*** DATA SHOWN Section Begins ***

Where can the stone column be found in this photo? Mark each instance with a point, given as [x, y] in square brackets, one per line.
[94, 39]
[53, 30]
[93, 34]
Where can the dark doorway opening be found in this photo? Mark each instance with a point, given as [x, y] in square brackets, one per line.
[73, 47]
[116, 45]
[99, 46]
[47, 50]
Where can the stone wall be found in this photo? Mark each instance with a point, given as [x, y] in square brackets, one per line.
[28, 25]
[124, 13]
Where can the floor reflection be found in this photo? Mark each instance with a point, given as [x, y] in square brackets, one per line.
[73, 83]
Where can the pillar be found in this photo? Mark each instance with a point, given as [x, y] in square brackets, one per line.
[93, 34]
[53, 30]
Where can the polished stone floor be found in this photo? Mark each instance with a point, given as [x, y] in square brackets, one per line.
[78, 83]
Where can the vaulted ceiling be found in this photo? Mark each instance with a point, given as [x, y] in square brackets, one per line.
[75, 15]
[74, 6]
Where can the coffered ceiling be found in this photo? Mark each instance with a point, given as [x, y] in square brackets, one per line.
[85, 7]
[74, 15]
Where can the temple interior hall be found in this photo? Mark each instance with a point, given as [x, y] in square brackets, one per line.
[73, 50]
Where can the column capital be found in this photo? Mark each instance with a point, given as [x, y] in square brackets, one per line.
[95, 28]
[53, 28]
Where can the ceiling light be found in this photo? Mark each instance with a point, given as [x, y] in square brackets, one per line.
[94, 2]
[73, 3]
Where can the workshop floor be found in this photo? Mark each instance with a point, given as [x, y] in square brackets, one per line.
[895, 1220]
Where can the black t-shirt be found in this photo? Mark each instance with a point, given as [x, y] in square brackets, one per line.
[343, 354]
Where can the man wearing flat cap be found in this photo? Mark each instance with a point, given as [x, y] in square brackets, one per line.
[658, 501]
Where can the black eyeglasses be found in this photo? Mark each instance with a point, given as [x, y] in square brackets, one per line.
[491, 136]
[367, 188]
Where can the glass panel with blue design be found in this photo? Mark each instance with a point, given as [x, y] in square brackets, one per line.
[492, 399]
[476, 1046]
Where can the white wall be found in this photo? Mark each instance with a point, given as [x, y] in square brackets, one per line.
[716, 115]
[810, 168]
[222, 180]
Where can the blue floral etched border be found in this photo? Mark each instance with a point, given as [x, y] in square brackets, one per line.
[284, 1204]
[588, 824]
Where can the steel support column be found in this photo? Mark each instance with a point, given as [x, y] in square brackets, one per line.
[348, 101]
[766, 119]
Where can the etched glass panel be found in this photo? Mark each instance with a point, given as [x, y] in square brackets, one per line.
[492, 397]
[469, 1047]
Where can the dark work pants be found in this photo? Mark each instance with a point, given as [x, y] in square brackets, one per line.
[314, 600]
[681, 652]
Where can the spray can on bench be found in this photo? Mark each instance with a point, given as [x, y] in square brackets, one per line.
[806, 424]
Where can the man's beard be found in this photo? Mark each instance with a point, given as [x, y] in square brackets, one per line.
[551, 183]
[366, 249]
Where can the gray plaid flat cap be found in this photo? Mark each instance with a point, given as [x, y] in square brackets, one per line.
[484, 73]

*** DATA SHOWN Section Ends ***

#### [WHAT THE EXERCISE ASKS]
Give every entry in the listing above again, exactly as written.

#### [EXERCISE RESPONSE]
Where can the stone column be found in this photo? Mark each instance with a point, given as [x, y] in square brackets, one per line.
[94, 39]
[53, 30]
[93, 34]
Where can the dark doorway opening be found in this photo? Mark each instance with a point, given as [x, y] in square brackets, one per line.
[73, 47]
[116, 45]
[99, 46]
[47, 50]
Where can the stone wall be found in this photo? Mark each instance with a point, given as [x, y] in square brackets, one per line.
[28, 25]
[124, 13]
Where can the floor reflection be found in this photo? Mark each instance with a point, given as [x, y] in square brackets, one per line.
[73, 83]
Where can the pillar be found in this photo? Mark each instance with a point, given as [x, y] in square brackets, one per line.
[93, 34]
[53, 30]
Where can the polished stone floor be found in this photo? Mark each instance with a point, given as [x, y] in square brackets, one per line.
[78, 83]
Where can the vaulted ceiling be found in this photo? Mark each instance with a point, given as [x, y] in square brackets, one per line.
[75, 15]
[74, 6]
Where can the coffered ceiling be found in this photo? Mark each instance with a point, given as [x, y] in square brackets, one per line.
[85, 7]
[74, 15]
Where can the temple interior hall be found in this photo? Mark each instance with a point, given as [x, y] in square brackets, one per line.
[73, 50]
Where can the column capital be found in this photo? Mark each instance with a point, given as [x, y] in square brackets, one per line.
[95, 28]
[53, 28]
Where can the ceiling light be found in this photo? Mark each instance with a point, given as [x, y] in square brackets, one per line.
[94, 2]
[73, 3]
Where can the workshop floor be found in this photo? Mark each instance with a point, given as [x, y] in square brackets, one per line.
[895, 1220]
Where can the black t-shirt be found in this photo? Mark each instance with a point, given as [x, y] in square brackets, one per line.
[343, 354]
Where can the man wearing flat cap be found in this photo? Mark each instance with a point, given as [x, y] in square brackets, one per line.
[658, 501]
Where can the black eyeglasses be found in this photo? Mark each instance with a point, given as [x, y] in square brackets, one per line.
[491, 136]
[367, 188]
Where can the glass panel with blue design be found in this photo? Mark each instance with a point, given as [x, y] in square brackets, one per line.
[492, 399]
[476, 1046]
Where can the white wall be found in this photo? Mark each instance with a point, given as [x, y] in square brackets, one per line.
[716, 115]
[810, 168]
[222, 180]
Where can the blue floral etched border be found in this photo? Mark each instance with a point, given as [x, y] in square brackets, one per line.
[284, 1204]
[588, 824]
Where can the steel support column be found in this photo? Mark each instance with a point, given as [x, y] in square brackets, one per line.
[348, 101]
[766, 119]
Where can the etched glass panel be found in this photo? Mark each instance with a point, given as [x, y] in square brackets, one per line.
[492, 397]
[469, 1047]
Where can the dark work pants be found in this photo? Mark each instance with a point, given as [x, y] in square brackets, one per line.
[314, 600]
[681, 652]
Where can the spray can on bench be found in this photo? Mark each instance with a point, given as [x, y] in square brackets, one per line.
[806, 424]
Where can the man's beard be found in this photo? Mark each instance with a point, given as [x, y] in square brackets, one per line.
[551, 183]
[366, 249]
Where can the gray plaid flat cap be found in this photo? Mark each instance with a point, given as [x, y] in square brackets, one per line.
[484, 73]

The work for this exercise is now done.